- _PAGE EXTRACT_
===============

Ruthger Righart
Email: rrighart@googlemail.com
Website: www.rrighart.com
Data is the new oil of the 21st century1. Many data come from the web2. Acquiring these webdata and structuring them is an essential skill that is called webscraping.
In this blog, I will briefly discuss how to webscrape data. However, it does not stop there. Analyses beyond webscraping are often needed. Some additional steps are shown, such as capturing hidden characters, merging different data, summary stats and visualization. Luckily, Python can be used for the whole analysis pipeline.
Healthdata are used for the current purpose, but it should be mentioned that many data can be webscraped in a similar way, sometimes with a few adaptations in the code.
Important note: Almost nothing is more dynamic than webdata. Please report me if code is not working, this may be due to changes in the downloaded webdata tables.
The current blog has been updated at 21-9-2018. A previous version was published June 2017 at https://rrighart.github.io/ . The code is based on Python 2.7. Some minor changes may be needed for Python 3.4 and later versions.
import warnings
warnings.filterwarnings("ignore")
Beautiful Soup is a Python package that is used for webscraping3. In this blog we are going to scrape tables from webpages.
import numpy as np
import pandas as pd
from bs4 import BeautifulSoup
import requests
import csv
import re
import urllib2
from datetime import datetime
import os
import sys
import matplotlib.pyplot as plt
import matplotlib.image as mpimg
First, you need to determine the directory where you save your data.
We are going to scrape data from wikipedia4. The data indicate rankings on different health indices, such as patient rights and information, accessibility (waiting time for treatment), outcomes, range and reach of services provided, prevention, and pharmaceuticals. The data are from the Euro Health Consumer index. In the following code, we read the data and use BeautifulSoup to convert the data in so-called bs4.BeautifulSoup data. Several data visualizations using Tableau can be found on my blog page5.
url = 'https://en.wikipedia.org/wiki/Healthcare_in_Europe'
r = requests.get(url)
HCE = BeautifulSoup(r.content)
type(HCE)
We could display the data using print(HCE.prettify()). We will not do that here because it will produce a great amount of text (or soup).

===============

- _DATA SHOWN_
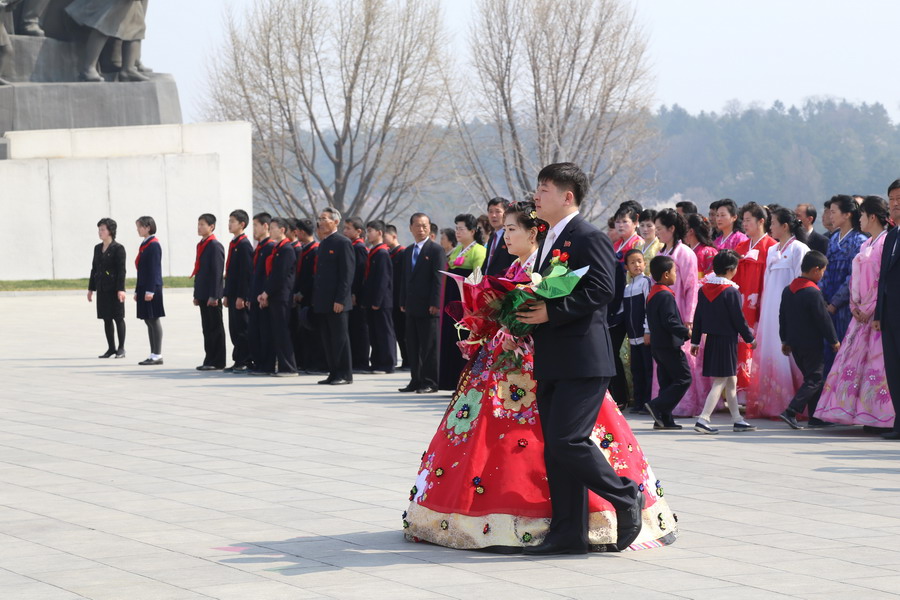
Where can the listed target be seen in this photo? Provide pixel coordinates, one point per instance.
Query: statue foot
(90, 75)
(33, 29)
(132, 75)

===============

- _TASKS TO CARRY OUT_
1. What date does the webscraping blog post give for its update?
2. Retype the webscraping blog post from "Healthdata are used" to "and later versions.", word for word.

- _ANSWER LIST_
1. 21-9-2018

2.
Healthdata are used for the current purpose, but it should be mentioned that many data can be webscraped in a similar way, sometimes with a few adaptations in the code.
Important note: Almost nothing is more dynamic than webdata. Please report me if code is not working, this may be due to changes in the downloaded webdata tables.
The current blog has been updated at 21-9-2018. A previous version was published June 2017 at https://rrighart.github.io/ . The code is based on Python 2.7. Some minor changes may be needed for Python 3.4 and later versions.